DOCUMENT PASSAGE
start

You are viewing a plain text version of this content. The canonical link for it is here.
Posted to commits@spark.apache.org by ma...@apache.org on 2014/10/27 18:06:24 UTC

git commit: [SQL] Fixes caching related JoinSuite failure

Repository: spark
Updated Branches:
  refs/heads/master dea302ddb -> 1d7bcc884


[SQL] Fixes caching related JoinSuite failure

PR #2860 refines in-memory table statistics and enables broader broadcasted hash join optimization for in-memory tables. This makes `JoinSuite` fail when some test suite caches test table `testData` and gets executed before `JoinSuite`. Because expected `ShuffledHashJoin`s are optimized to `BroadcastedHashJoin` according to collected in-memory table statistics.

This PR fixes this issue by clearing the cache before testing join operator selection. A separate test case is also added to test broadcasted hash join operator selection.

Author: Cheng Lian <li...@databricks.com>

Closes #2960 from liancheng/fix-join-suite and squashes the following commits:

715b2de [Cheng Lian] Fixes caching related JoinSuite failure


Project: http://git-wip-us.apache.org/repos/asf/spark/repo
Commit: http://git-wip-us.apache.org/repos/asf/spark/commit/1d7bcc88
Tree: http://git-wip-us.apache.org/repos/asf/spark/tree/1d7bcc88
Diff: http://git-wip-us.apache.org/repos/asf/spark/diff/1d7bcc88

Branch: refs/heads/master
Commit: 1d7bcc88401d66c8d17a075355acfc25a8b7615c
Parents: dea302d
Author: Cheng Lian <li...@databricks.com>
Authored: Mon Oct 27 10:06:05 2014 -0700
Committer: Michael Armbrust <mi...@databricks.com>
Committed: Mon Oct 27 10:06:09 2014 -0700

----------------------------------------------------------------------
 .../scala/org/apache/spark/sql/JoinSuite.scala  | 117 ++++++++++---------
 .../scala/org/apache/spark/sql/TestData.scala   |   4 +-
 2 files changed, 64 insertions(+), 57 deletions(-)

end

RECORD LIST
start

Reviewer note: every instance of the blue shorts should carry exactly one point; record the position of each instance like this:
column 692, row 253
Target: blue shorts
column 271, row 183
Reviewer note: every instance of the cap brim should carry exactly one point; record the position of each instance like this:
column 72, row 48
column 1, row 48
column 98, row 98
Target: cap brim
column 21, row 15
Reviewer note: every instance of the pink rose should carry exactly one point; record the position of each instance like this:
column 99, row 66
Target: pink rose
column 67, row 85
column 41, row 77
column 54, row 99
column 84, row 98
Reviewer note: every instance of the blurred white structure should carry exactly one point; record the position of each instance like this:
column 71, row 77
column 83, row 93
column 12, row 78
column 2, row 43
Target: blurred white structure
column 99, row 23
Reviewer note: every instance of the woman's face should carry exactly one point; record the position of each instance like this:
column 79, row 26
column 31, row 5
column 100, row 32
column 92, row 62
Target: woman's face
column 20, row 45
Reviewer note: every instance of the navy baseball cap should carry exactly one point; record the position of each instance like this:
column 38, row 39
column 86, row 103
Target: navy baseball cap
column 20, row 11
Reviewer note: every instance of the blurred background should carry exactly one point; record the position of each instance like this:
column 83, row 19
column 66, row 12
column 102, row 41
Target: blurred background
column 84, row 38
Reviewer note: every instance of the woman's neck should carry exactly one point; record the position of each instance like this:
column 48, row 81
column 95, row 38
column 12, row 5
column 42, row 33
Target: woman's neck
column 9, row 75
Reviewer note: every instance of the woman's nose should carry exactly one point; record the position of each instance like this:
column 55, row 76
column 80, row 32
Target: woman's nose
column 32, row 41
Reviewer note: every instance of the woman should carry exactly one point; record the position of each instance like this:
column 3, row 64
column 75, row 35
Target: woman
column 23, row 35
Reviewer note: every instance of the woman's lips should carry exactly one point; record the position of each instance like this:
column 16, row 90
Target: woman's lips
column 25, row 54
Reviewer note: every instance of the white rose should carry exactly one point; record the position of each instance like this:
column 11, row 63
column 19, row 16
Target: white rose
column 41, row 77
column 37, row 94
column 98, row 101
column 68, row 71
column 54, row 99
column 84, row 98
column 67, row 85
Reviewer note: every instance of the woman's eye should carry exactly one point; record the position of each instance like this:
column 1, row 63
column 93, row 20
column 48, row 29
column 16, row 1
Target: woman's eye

end

TASK INSTRUCTIONS
A) In the Spark commit notice, what change does the commit make to fix the JoinSuite failure?
B) Resume the Spark commit notice from the point where it stops.

ANSWERS FOR THE EXERCISE
A) It clears the cache before testing join operator selection.

B)
----------------------------------------------------------------------


http://git-wip-us.apache.org/repos/asf/spark/blob/1d7bcc88/sql/core/src/test/scala/org/apache/spark/sql/JoinSuite.scala
----------------------------------------------------------------------
diff --git a/sql/core/src/test/scala/org/apache/spark/sql/JoinSuite.scala b/sql/core/src/test/scala/org/apache/spark/sql/JoinSuite.scala
index 07f4d29..8b4cf5b 100644
--- a/sql/core/src/test/scala/org/apache/spark/sql/JoinSuite.scala
+++ b/sql/core/src/test/scala/org/apache/spark/sql/JoinSuite.scala
@@ -19,17 +19,13 @@ package org.apache.spark.sql
 
 import org.scalatest.BeforeAndAfterEach
 
-import org.apache.spark.sql.catalyst.analysis.UnresolvedRelation
 import org.apache.spark.sql.TestData._
-import org.apache.spark.sql.catalyst.plans.JoinType
-import org.apache.spark.sql.catalyst.plans.{LeftOuter, RightOuter, FullOuter, Inner, LeftSemi}
-import org.apache.spark.sql.execution._
+import org.apache.spark.sql.catalyst.analysis.UnresolvedRelation
+import org.apache.spark.sql.catalyst.plans.{FullOuter, Inner, LeftOuter, RightOuter}
 import org.apache.spark.sql.execution.joins._
-import org.apache.spark.sql.test.TestSQLContext
 import org.apache.spark.sql.test.TestSQLContext._
 
 class JoinSuite extends QueryTest with BeforeAndAfterEach {
-
   // Ensures tables are loaded.
   TestData
 
@@ -41,54 +37,65 @@ class JoinSuite extends QueryTest with BeforeAndAfterEach {
     assert(planned.size === 1)
   }
 
-  test("join operator selection") {
-    def assertJoin(sqlString: String, c: Class[_]): Any = {
-      val rdd = sql(sqlString)
-      val physical = rdd.queryExecution.sparkPlan
-      val operators = physical.collect {
-        case j: ShuffledHashJoin => j
-        case j: HashOuterJoin => j
-        case j: LeftSemiJoinHash => j
-        case j: BroadcastHashJoin => j
-        case j: LeftSemiJoinBNL => j
-        case j: CartesianProduct => j
-        case j: BroadcastNestedLoopJoin => j
-      }
-
-      assert(operators.size === 1)
-      if (operators(0).getClass() != c) {
-        fail(s"$sqlString expected operator: $c, but got ${operators(0)}\n physical: \n$physical")
-      }
+  def assertJoin(sqlString: String, c: Class[_]): Any = {
+    val rdd = sql(sqlString)
+    val physical = rdd.queryExecution.sparkPlan
+    val operators = physical.collect {
+      case j: ShuffledHashJoin => j
+      case j: HashOuterJoin => j
+      case j: LeftSemiJoinHash => j
+      case j: BroadcastHashJoin => j
+      case j: LeftSemiJoinBNL => j
+      case j: CartesianProduct => j
+      case j: BroadcastNestedLoopJoin => j
+    }
+
+    assert(operators.size === 1)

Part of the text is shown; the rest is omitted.